◆ What is asked: Count the lines in the material below that contain the string "beetle" and reply with the number alone.

◆ Input rows:
--

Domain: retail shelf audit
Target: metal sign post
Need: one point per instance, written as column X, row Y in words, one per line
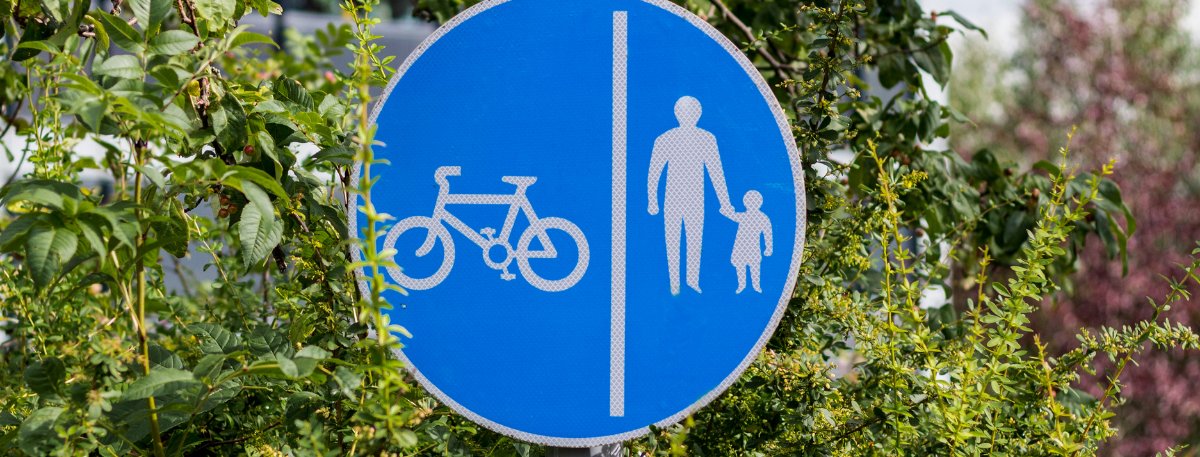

--

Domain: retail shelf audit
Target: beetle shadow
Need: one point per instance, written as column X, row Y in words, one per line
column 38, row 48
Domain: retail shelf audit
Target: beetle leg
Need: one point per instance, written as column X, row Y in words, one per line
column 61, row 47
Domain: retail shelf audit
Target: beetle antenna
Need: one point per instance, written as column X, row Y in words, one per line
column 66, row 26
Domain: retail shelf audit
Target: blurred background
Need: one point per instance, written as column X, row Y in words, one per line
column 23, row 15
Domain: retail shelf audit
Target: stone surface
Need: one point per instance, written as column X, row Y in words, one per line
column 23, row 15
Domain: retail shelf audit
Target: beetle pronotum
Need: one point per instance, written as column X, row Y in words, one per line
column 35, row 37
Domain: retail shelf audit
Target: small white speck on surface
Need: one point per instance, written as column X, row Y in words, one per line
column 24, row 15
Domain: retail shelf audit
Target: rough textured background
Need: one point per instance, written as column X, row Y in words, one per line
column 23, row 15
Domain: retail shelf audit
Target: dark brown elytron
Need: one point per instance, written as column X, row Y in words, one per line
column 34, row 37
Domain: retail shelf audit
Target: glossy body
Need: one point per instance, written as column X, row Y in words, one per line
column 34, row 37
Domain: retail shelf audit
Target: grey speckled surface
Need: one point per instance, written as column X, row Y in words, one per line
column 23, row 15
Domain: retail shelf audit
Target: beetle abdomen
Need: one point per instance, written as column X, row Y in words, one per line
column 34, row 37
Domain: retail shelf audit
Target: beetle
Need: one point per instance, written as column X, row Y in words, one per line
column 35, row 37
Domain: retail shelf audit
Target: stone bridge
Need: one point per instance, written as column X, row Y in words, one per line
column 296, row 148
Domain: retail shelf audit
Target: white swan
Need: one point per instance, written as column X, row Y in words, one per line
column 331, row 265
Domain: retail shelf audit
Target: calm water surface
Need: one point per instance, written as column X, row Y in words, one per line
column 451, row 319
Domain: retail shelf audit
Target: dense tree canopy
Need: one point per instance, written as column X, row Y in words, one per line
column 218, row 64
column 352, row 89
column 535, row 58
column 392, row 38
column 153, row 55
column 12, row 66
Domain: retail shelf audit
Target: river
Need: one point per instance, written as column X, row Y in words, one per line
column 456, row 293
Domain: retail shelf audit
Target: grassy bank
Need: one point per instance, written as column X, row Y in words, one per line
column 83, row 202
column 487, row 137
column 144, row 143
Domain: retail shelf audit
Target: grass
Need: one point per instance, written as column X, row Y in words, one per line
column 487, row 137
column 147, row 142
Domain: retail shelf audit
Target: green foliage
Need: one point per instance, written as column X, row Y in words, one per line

--

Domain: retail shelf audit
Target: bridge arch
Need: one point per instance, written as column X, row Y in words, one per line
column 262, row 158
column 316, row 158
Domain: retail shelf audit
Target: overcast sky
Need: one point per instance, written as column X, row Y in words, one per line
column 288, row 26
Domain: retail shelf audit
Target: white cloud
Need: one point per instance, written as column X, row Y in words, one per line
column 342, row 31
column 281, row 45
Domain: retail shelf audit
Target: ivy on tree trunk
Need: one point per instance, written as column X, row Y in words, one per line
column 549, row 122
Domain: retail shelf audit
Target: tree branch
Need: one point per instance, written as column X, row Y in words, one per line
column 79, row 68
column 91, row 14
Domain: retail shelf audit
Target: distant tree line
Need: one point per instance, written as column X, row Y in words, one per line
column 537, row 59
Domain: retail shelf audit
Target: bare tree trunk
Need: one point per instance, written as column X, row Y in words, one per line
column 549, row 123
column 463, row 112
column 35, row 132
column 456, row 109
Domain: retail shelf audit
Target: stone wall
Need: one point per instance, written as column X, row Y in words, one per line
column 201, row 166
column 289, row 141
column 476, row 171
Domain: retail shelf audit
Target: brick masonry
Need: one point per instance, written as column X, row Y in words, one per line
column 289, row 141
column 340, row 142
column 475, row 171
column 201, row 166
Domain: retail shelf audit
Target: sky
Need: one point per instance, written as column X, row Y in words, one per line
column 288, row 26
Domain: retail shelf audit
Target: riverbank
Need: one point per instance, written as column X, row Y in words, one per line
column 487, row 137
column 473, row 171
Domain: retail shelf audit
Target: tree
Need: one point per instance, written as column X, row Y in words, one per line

--

◆ Exercise output: 6